**Problems and tasks**
[A] Please output the stretch of the passage about The Trouble with Girls from "Lester didn't have" through "of 14 issues.", copied word for word.
[B] Answer these questions from the passage about The Trouble with Girls, marking your answers (i), (ii), (iii):
(i) What did Lester lack that often comes before a comic book hero's adventurous life?
(ii) Who illustrated the series?
(iii) How many issues did it run in total?
[C] For each statement, decide whether the passage about The Trouble with Girls supports it. Answer yes or no, and quote the words that decide it.
(i) Lester had super powers.
(ii) Aircel published the first issue.
(iii) The series ran until 1990.

**Document passage**
— BEGIN —

Lester didn't have the super powers that so frequently form a prerequisite to the action-filled, adventurous life that suits most comic book heroes. But his mesomorphic good looks and penchant for attracting terrorists, super villains and CIA agents, redundancy noted, as well as lots of money, fame and beautiful women, were quite enough to drive an action/adventure parody series, even without them.
Eternity Comics was part of a small cluster of minor publishers that also included Aircel (Men in Black) and Arrow (Tales from the Aniverse), formed in the wake of the success of Teenate Mutant Ninja Turtles. Aircel published The Trouble with Girls #1 with a cover date of August, 1987. It was written by Will Jacobs (Crying Freeman) and Gerard Jones (El Diablo), and illustrated by Tim Hamilton (Catalyst: Agent of Change). It ran until 1988, a total of 14 issues.

— END —

Collected data entries:

— BEGIN —

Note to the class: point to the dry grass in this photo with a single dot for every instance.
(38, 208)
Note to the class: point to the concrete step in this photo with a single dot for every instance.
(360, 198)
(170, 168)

— END —

**Solutions to the tasks**
[A]
Lester didn't have the super powers that so frequently form a prerequisite to the action-filled, adventurous life that suits most comic book heroes. But his mesomorphic good looks and penchant for attracting terrorists, super villains and CIA agents, redundancy noted, as well as lots of money, fame and beautiful women, were quite enough to drive an action/adventure parody series, even without them.
Eternity Comics was part of a small cluster of minor publishers that also included Aircel (Men in Black) and Arrow (Tales from the Aniverse), formed in the wake of the success of Teenate Mutant Ninja Turtles. Aircel published The Trouble with Girls #1 with a cover date of August, 1987. It was written by Will Jacobs (Crying Freeman) and Gerard Jones (El Diablo), and illustrated by Tim Hamilton (Catalyst: Agent of Change). It ran until 1988, a total of 14 issues.

[B]
(i) Super powers
(ii) Tim Hamilton
(iii) 14

[C]
(i) No: "Lester didn't have the super powers"
(ii) Yes: "Aircel published The Trouble with Girls #1"
(iii) No: "It ran until 1988, a total of 14 issues."